- **What needs to be done**
Return the listing below word for word.

- **Provided records**
....
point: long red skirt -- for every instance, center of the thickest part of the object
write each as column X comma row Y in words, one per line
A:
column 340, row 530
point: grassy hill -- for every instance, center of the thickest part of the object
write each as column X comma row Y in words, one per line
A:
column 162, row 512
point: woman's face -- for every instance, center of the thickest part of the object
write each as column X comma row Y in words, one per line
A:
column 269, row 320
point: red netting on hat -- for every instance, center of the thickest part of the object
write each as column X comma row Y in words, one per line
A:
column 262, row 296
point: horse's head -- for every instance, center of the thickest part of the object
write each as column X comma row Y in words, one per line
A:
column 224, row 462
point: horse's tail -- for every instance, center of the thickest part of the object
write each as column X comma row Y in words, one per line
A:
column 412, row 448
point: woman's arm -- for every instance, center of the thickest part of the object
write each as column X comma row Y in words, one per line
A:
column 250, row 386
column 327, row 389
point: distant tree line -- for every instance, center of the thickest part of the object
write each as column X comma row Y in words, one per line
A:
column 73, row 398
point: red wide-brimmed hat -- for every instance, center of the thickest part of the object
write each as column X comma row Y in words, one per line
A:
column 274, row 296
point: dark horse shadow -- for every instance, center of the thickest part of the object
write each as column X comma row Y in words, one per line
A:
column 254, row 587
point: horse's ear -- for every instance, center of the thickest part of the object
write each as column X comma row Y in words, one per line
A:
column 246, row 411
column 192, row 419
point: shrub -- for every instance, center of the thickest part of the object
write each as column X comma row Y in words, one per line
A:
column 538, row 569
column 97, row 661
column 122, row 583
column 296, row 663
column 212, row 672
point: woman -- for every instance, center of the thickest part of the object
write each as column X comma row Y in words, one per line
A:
....
- **Written reply**
point: long red skirt -- for every instance, center of the thickest part of the object
write each as column X comma row Y in words, one per line
A:
column 340, row 530
point: grassy hill -- for every instance, center of the thickest part of the object
write each as column X comma row Y in words, one per line
A:
column 162, row 512
point: woman's face -- for every instance, center of the thickest part of the object
write each as column X comma row Y in words, one per line
A:
column 269, row 320
point: red netting on hat -- for every instance, center of the thickest part of the object
write each as column X comma row Y in words, one per line
A:
column 262, row 296
point: horse's head -- for every instance, center of the thickest part of the object
write each as column X comma row Y in words, one per line
A:
column 224, row 462
point: horse's tail -- for every instance, center of the thickest part of the object
write each as column X comma row Y in words, one per line
A:
column 412, row 448
point: woman's arm -- for every instance, center of the thickest part of the object
write each as column X comma row Y in words, one per line
A:
column 250, row 386
column 327, row 389
point: distant tree line -- for every instance, center of the thickest part of the object
write each as column X comma row Y in words, one per line
A:
column 73, row 398
point: red wide-brimmed hat -- for every instance, center of the thickest part of the object
write each as column X comma row Y in words, one per line
A:
column 274, row 296
point: dark horse shadow -- for every instance, center of the thickest part of the object
write each as column X comma row Y in words, one per line
A:
column 254, row 587
point: horse's ear -- for every instance, center of the thickest part of the object
write each as column X comma row Y in words, one per line
A:
column 246, row 411
column 192, row 419
point: shrub -- for every instance, center of the thickest part of the object
write each as column X comma row Y in words, one per line
A:
column 538, row 569
column 97, row 661
column 122, row 583
column 296, row 663
column 212, row 672
point: woman -- for every instance, center of the thickest part of the object
write each as column X comma row Y in words, one per line
A:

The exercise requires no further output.